(Deine Aufgabe): Kannst du alle folgenden Zeilen unverändert ausgeben und dabei die Bilder weglassen?

Erfasste Daten
----
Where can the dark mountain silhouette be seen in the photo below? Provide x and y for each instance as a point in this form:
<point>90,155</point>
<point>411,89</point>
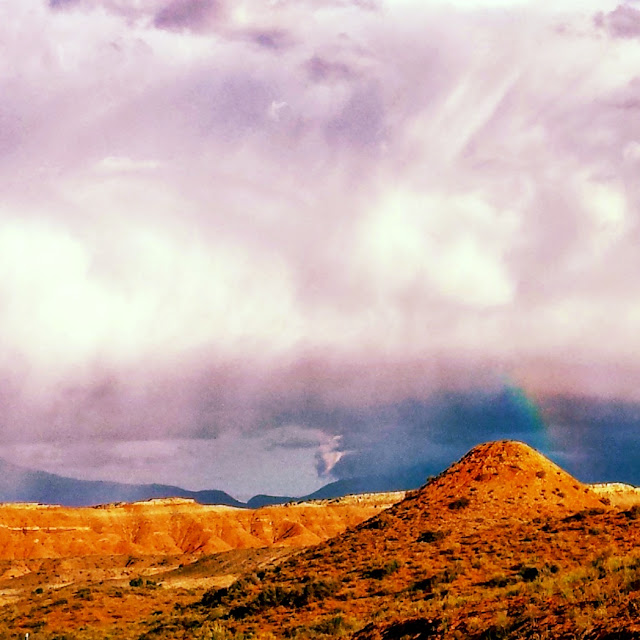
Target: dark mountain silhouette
<point>23,485</point>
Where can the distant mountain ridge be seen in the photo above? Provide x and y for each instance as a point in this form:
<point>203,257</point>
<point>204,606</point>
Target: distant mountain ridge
<point>24,485</point>
<point>18,484</point>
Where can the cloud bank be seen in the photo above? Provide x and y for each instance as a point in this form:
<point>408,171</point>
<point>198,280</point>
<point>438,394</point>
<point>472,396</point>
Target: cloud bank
<point>215,214</point>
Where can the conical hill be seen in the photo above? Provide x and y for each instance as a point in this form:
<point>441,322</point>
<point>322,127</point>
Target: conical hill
<point>505,478</point>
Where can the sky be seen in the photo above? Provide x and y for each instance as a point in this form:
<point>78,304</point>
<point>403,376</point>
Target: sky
<point>259,246</point>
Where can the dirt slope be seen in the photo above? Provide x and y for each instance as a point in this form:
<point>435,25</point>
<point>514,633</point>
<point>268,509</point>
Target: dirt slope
<point>505,478</point>
<point>170,527</point>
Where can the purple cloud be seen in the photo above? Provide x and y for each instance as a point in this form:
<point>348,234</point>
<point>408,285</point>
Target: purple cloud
<point>187,14</point>
<point>214,214</point>
<point>622,22</point>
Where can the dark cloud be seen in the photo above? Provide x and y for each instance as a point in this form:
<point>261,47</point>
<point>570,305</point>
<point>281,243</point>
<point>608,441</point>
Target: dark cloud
<point>57,4</point>
<point>622,22</point>
<point>218,219</point>
<point>187,14</point>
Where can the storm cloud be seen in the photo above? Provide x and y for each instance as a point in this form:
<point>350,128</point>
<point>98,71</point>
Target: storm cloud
<point>221,220</point>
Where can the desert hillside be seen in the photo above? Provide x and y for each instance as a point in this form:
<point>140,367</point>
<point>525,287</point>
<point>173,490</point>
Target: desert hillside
<point>173,526</point>
<point>502,544</point>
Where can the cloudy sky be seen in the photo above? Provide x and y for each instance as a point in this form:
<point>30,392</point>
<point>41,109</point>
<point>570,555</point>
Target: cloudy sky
<point>261,245</point>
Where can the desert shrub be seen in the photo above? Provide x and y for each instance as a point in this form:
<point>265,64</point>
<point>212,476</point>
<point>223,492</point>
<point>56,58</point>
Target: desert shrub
<point>498,580</point>
<point>333,626</point>
<point>294,597</point>
<point>633,513</point>
<point>458,503</point>
<point>426,584</point>
<point>431,536</point>
<point>529,574</point>
<point>379,572</point>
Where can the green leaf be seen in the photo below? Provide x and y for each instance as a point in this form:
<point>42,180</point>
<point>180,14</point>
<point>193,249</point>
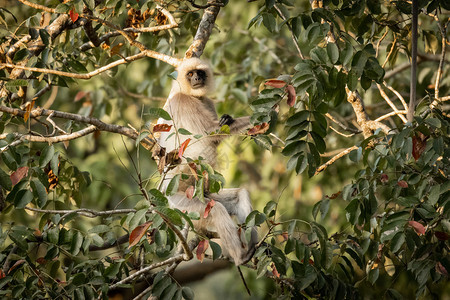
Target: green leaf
<point>45,37</point>
<point>39,192</point>
<point>159,113</point>
<point>293,148</point>
<point>397,241</point>
<point>184,131</point>
<point>100,229</point>
<point>46,155</point>
<point>355,155</point>
<point>5,180</point>
<point>172,188</point>
<point>269,22</point>
<point>297,118</point>
<point>217,251</point>
<point>20,55</point>
<point>333,52</point>
<point>76,243</point>
<point>188,294</point>
<point>23,197</point>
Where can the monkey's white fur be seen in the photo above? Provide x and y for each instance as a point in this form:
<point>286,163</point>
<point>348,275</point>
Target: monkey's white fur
<point>192,110</point>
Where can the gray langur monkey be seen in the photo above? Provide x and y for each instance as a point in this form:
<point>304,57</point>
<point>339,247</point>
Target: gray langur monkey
<point>190,109</point>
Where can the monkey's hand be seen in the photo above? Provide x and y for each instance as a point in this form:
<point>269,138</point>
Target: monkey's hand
<point>226,120</point>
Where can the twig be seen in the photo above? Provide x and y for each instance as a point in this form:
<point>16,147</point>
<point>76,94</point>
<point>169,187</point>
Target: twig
<point>50,139</point>
<point>209,4</point>
<point>343,126</point>
<point>294,38</point>
<point>335,158</point>
<point>392,113</point>
<point>147,53</point>
<point>402,100</point>
<point>69,116</point>
<point>86,212</point>
<point>391,104</point>
<point>390,53</point>
<point>146,270</point>
<point>441,65</point>
<point>38,6</point>
<point>380,40</point>
<point>412,97</point>
<point>120,240</point>
<point>340,133</point>
<point>204,31</point>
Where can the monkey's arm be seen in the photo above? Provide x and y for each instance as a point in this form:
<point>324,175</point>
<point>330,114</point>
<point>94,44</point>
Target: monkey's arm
<point>236,125</point>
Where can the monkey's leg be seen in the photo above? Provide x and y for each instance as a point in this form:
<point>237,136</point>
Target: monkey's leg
<point>237,202</point>
<point>219,219</point>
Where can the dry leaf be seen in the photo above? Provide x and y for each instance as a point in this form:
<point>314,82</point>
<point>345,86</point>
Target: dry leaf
<point>162,128</point>
<point>201,249</point>
<point>138,233</point>
<point>18,174</point>
<point>258,129</point>
<point>183,148</point>
<point>208,208</point>
<point>275,83</point>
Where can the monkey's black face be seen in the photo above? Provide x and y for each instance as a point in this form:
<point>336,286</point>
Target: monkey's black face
<point>197,78</point>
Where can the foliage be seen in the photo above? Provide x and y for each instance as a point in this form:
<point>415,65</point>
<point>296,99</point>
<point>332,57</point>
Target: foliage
<point>385,224</point>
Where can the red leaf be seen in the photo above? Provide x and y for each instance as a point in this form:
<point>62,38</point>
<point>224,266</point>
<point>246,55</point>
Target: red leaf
<point>80,95</point>
<point>193,169</point>
<point>418,228</point>
<point>402,184</point>
<point>439,268</point>
<point>183,147</point>
<point>41,261</point>
<point>258,129</point>
<point>201,249</point>
<point>73,15</point>
<point>275,83</point>
<point>334,196</point>
<point>419,144</point>
<point>275,271</point>
<point>443,236</point>
<point>29,107</point>
<point>205,179</point>
<point>208,208</point>
<point>190,192</point>
<point>291,95</point>
<point>18,263</point>
<point>162,128</point>
<point>18,174</point>
<point>138,233</point>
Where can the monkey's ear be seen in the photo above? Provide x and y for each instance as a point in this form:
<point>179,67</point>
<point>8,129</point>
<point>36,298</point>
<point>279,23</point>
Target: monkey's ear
----
(Übungsergebnis):
Where can the dark mountain silhouette be seen in the photo below? Provide x and y for each instance as a point in this form:
<point>90,155</point>
<point>411,89</point>
Target: dark mountain silhouette
<point>23,485</point>
Where can the distant mountain ridge be seen in the photo above? Provide x and y for each instance as a point in this form:
<point>203,257</point>
<point>204,606</point>
Target: distant mountain ridge
<point>24,485</point>
<point>18,484</point>
Where can the cloud bank be seen in the photo above? Provide x and y for each instance as a point in this form:
<point>408,171</point>
<point>198,280</point>
<point>438,394</point>
<point>472,396</point>
Target: cloud bank
<point>215,214</point>
Where can the conical hill be seen in the photo above? Provide x and y for each instance as a point in this form:
<point>441,322</point>
<point>322,127</point>
Target: conical hill
<point>505,478</point>
Where can the sky be seen in the photo above? Provide x and y for each instance as a point in this form:
<point>78,304</point>
<point>403,376</point>
Target: sky
<point>259,246</point>
Where can the dirt slope be seen in the photo above? Provide x and y for each instance as a point in this form:
<point>435,25</point>
<point>514,633</point>
<point>268,509</point>
Target: dirt slope
<point>505,478</point>
<point>170,527</point>
Where can the purple cloud be seen in the photo above? Provide x and y for each instance as a point in this form:
<point>348,234</point>
<point>408,285</point>
Target: purple cloud
<point>187,14</point>
<point>214,214</point>
<point>622,22</point>
Where can the dark cloud be seen in the photo above? Provide x and y for each instance as a point in this form:
<point>261,47</point>
<point>570,305</point>
<point>281,243</point>
<point>608,441</point>
Target: dark cloud
<point>57,4</point>
<point>622,22</point>
<point>218,219</point>
<point>187,14</point>
Where can the storm cloud be seen in the photo above? Provide x and y for each instance as a point in this form:
<point>350,128</point>
<point>98,71</point>
Target: storm cloud
<point>221,220</point>
Where can the desert hillside be seen in the photo above? Provide x and y for each instance as a point in this form:
<point>140,367</point>
<point>525,287</point>
<point>173,490</point>
Target: desert hillside
<point>173,526</point>
<point>502,544</point>
Where can the cloudy sky be seen in the photo above? Provide x and y for each instance as a point in this form:
<point>30,392</point>
<point>41,109</point>
<point>570,555</point>
Target: cloudy sky
<point>261,245</point>
Where can the desert shrub be seen in the photo above? Provide x and y for each instance as a point in this form:
<point>265,64</point>
<point>212,476</point>
<point>223,492</point>
<point>56,58</point>
Target: desert shrub
<point>498,580</point>
<point>333,626</point>
<point>294,597</point>
<point>633,513</point>
<point>458,503</point>
<point>426,584</point>
<point>431,536</point>
<point>529,574</point>
<point>379,572</point>
Where can the green leaf be seen in the photo below? Provide x and y for each instance as a point in this form:
<point>42,180</point>
<point>180,14</point>
<point>193,249</point>
Target: green leaf
<point>45,37</point>
<point>39,192</point>
<point>159,113</point>
<point>293,148</point>
<point>397,241</point>
<point>184,131</point>
<point>100,229</point>
<point>46,155</point>
<point>355,155</point>
<point>5,180</point>
<point>172,188</point>
<point>269,22</point>
<point>297,118</point>
<point>217,251</point>
<point>20,55</point>
<point>333,52</point>
<point>76,243</point>
<point>188,294</point>
<point>23,197</point>
Where can the monkey's white fur be seen in the photo above? Provide x and y for each instance as a point in this form:
<point>286,163</point>
<point>348,275</point>
Target: monkey's white fur
<point>192,110</point>
Where can the gray langur monkey be seen in the photo above? Provide x and y for each instance as a point in this form:
<point>304,57</point>
<point>339,247</point>
Target: gray langur monkey
<point>190,109</point>
Where can the monkey's hand be seen in the photo above? Provide x and y for each instance as a point in this form:
<point>269,138</point>
Target: monkey's hand
<point>226,120</point>
Where can the twig be seen in the photo above? Provide x and y for each instance as a point in this form:
<point>16,147</point>
<point>76,94</point>
<point>169,187</point>
Target: twig
<point>50,139</point>
<point>209,4</point>
<point>343,126</point>
<point>294,38</point>
<point>335,158</point>
<point>392,113</point>
<point>147,53</point>
<point>402,100</point>
<point>69,116</point>
<point>86,212</point>
<point>391,104</point>
<point>390,53</point>
<point>146,270</point>
<point>441,65</point>
<point>38,6</point>
<point>380,40</point>
<point>412,97</point>
<point>120,240</point>
<point>340,133</point>
<point>204,31</point>
Where can the monkey's arm be seen in the photo above? Provide x and y for each instance as a point in this form:
<point>324,175</point>
<point>330,114</point>
<point>94,44</point>
Target: monkey's arm
<point>236,125</point>
Where can the monkey's leg be seen in the photo above? Provide x and y for each instance as a point in this form:
<point>237,136</point>
Target: monkey's leg
<point>237,202</point>
<point>219,219</point>
Where can the dry leaf be seen in the photo above? Provide x and y for each instance as a point in this form:
<point>314,82</point>
<point>345,86</point>
Target: dry leaf
<point>162,128</point>
<point>201,249</point>
<point>138,233</point>
<point>18,174</point>
<point>258,129</point>
<point>183,148</point>
<point>208,208</point>
<point>275,83</point>
Where can the monkey's black face be seen in the photo above? Provide x and y for each instance as a point in this form:
<point>336,286</point>
Target: monkey's black face
<point>197,78</point>
Where can the foliage be seen in the photo above? Provide x and y for each instance as a point in this form:
<point>415,65</point>
<point>296,99</point>
<point>332,57</point>
Target: foliage
<point>385,224</point>
Where can the red leaf be seen in the photo above? Provide x and y for each instance as a point in this form:
<point>62,38</point>
<point>224,266</point>
<point>246,55</point>
Target: red leaf
<point>80,95</point>
<point>193,169</point>
<point>418,228</point>
<point>402,184</point>
<point>439,268</point>
<point>183,147</point>
<point>41,261</point>
<point>258,129</point>
<point>201,249</point>
<point>73,15</point>
<point>275,83</point>
<point>334,196</point>
<point>419,144</point>
<point>275,271</point>
<point>443,236</point>
<point>29,107</point>
<point>205,179</point>
<point>208,208</point>
<point>190,192</point>
<point>291,95</point>
<point>18,263</point>
<point>162,128</point>
<point>18,174</point>
<point>138,233</point>
Where can the monkey's ear be seen in the photo above? Provide x and y for each instance as a point in this form:
<point>179,67</point>
<point>8,129</point>
<point>36,298</point>
<point>279,23</point>
Target: monkey's ear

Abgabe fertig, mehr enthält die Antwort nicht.